* Instrucciones de la tarea:
En el pasaje proporcionado sobre la campaña electoral, ¿qué han empezado a imitar los políticos para sacar de su letargo a los electores dormidos?

* Pasaje proporcionado:
----

En campaña



Como estamos en campaña electoral los políticos han empezado a imitar el áspero ladrido de la hiena para sacar de su letargo a los electores dormidos. Casi asfixiados por una hemorragia de mensajes nos adentramos en un laberinto de medias verdades, argumentos triviales/tribales y promesas de que, si elegimos la papeleta buena, todas nuestras heridas serán sanadas y los medicamentos, las pensiones, los panes, los peces y otros géneros de ultramarinos de primera necesidad lloverán del cielo sin que tengamos que mover ni un músculo para recolectarlos.

----

* Material en estudio:

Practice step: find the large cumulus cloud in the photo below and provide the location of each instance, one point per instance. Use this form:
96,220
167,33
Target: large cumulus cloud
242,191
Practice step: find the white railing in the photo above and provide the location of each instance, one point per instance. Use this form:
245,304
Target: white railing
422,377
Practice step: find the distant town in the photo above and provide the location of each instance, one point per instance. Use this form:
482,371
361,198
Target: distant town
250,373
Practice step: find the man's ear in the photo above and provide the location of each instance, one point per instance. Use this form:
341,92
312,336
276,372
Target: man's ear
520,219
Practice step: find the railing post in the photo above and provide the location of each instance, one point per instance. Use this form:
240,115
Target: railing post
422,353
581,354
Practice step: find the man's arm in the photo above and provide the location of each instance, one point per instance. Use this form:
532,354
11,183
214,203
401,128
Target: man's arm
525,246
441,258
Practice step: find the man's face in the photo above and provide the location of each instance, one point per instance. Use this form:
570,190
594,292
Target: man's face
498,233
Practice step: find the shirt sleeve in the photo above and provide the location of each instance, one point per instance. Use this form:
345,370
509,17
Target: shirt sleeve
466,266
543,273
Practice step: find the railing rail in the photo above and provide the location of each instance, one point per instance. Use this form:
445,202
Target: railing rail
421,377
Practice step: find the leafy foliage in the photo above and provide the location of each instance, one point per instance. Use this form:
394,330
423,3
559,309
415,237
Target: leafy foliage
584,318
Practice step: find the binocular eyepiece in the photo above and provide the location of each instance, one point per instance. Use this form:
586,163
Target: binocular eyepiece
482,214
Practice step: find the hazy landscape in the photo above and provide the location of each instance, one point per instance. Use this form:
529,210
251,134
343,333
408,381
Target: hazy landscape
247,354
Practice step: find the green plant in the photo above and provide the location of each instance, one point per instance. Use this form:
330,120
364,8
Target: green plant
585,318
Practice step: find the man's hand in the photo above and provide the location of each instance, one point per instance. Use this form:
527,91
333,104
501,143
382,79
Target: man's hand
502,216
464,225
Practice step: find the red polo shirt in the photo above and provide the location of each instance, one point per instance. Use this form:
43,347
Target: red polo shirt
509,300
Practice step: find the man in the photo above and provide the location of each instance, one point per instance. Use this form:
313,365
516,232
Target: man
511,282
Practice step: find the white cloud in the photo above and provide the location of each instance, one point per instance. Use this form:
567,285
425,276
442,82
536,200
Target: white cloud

----

* Respuesta a la tarea:
El áspero ladrido de la hiena.